◆ TEXT BLOCK:
▬▬▬▬▬▬
There is, however, a dawning realization among researchers that even these apparently tiny variations can have a significant effect on terrestrial climate. A new report issued by the National Research Council (NRC), “The Effects of Solar Variability on Earth’s Climate,” lays out some of the surprisingly complex ways that solar activity can make itself felt on our planet.
Understanding the sun-climate connection requires a breadth of expertise in fields such as plasma physics, solar activity, atmospheric chemistry and fluid dynamics, energetic particle physics, and even terrestrial history. No single researcher has the full range of knowledge required to solve the problem. To make progress, the NRC had to assemble dozens of experts from many fields at a single workshop. The report summarizes their combined efforts to frame the problem in a truly multi-disciplinary context.
One of the participants, Greg Kopp of the Laboratory for Atmospheric and Space Physics at the University of Colorado, pointed out that while the variations in luminosity over the 11-year solar cycle amount to only a tenth of a percent of the sun’s total output, such a small fraction is still important. “Even typical short term variations of 0.1% in incident irradiance exceed all other energy sources (such as natural radioactivity in Earth’s core) combined,” he says.
Of particular importance is the sun’s extreme ultraviolet (EUV) radiation, which peaks during the years around solar maximum. Within the relatively narrow band of EUV wavelengths, the sun’s output varies not by a minuscule 0.1%, but by whopping factors of 10 or more. This can strongly affect the chemistry and thermal structure of the upper atmosphere.
Several researchers discussed how changes in the upper atmosphere can trickle down to Earth’s surface. There are many “top-down” pathways for the sun’s influence. For instance, Charles Jackman of the Goddard Space Flight Center described how nitrogen oxides (NOx) created by solar energetic particles and cosmic rays in the stratosphere could reduce ozone levels by a few percent. Because ozone absorbs UV radiation, less ozone means that more UV rays from the sun would reach Earth’s surface.
▬▬▬▬▬▬
◆ ACTIVITY 1:
In the passage on solar variability and climate, where does Greg Kopp work?
◆ ACTIVITY 2:
Render this sentence from the passage on solar variability and climate in Spanish: "No single researcher has the full range of knowledge required to solve the problem."
▬▬▬▬▬▬
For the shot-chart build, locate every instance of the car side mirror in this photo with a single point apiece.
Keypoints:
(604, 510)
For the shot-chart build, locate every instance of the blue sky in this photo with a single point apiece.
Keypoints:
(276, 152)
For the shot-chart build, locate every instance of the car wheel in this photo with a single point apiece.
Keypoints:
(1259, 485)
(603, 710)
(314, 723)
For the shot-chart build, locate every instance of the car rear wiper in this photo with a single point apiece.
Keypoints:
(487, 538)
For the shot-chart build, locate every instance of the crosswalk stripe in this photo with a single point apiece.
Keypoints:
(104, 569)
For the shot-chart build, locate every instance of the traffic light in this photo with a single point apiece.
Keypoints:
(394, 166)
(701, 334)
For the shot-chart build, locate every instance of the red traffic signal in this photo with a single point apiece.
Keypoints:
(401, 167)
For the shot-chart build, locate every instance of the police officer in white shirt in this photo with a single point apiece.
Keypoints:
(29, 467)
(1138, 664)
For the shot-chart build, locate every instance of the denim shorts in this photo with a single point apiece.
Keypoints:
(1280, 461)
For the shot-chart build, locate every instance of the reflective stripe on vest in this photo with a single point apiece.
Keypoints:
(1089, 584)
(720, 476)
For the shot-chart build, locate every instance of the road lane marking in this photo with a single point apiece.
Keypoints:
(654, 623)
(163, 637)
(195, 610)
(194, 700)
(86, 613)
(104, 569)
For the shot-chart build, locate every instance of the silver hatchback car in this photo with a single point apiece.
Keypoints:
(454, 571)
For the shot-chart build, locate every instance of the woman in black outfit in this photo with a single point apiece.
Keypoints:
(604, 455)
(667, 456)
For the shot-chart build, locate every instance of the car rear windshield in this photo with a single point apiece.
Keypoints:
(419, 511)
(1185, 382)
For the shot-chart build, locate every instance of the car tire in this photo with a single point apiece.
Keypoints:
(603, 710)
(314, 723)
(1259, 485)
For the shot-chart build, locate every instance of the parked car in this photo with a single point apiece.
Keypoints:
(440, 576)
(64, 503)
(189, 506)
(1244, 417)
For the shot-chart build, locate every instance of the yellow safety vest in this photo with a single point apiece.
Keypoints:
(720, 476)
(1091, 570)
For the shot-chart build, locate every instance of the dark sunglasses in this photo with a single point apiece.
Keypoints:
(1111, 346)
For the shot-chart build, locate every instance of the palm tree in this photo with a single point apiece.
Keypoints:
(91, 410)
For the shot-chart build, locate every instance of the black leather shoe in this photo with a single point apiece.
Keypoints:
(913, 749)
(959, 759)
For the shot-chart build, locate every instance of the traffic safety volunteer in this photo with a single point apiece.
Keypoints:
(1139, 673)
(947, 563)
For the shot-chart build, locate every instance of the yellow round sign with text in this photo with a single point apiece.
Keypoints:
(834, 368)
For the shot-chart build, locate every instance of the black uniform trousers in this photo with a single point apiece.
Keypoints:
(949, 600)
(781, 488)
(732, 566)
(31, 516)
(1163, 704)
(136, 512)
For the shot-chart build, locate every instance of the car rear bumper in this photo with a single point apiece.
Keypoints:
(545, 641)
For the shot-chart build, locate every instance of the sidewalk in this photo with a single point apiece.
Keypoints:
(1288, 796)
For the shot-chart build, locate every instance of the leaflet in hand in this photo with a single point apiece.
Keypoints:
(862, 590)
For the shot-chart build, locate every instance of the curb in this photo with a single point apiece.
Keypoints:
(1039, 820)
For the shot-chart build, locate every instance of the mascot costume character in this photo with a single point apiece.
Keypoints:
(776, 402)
▬▬▬▬▬▬
◆ TASK ANSWER 1:
The Laboratory for Atmospheric and Space Physics at the University of Colorado.

◆ TASK ANSWER 2:
Ningún investigador por sí solo posee toda la gama de conocimientos necesarios para resolver el problema.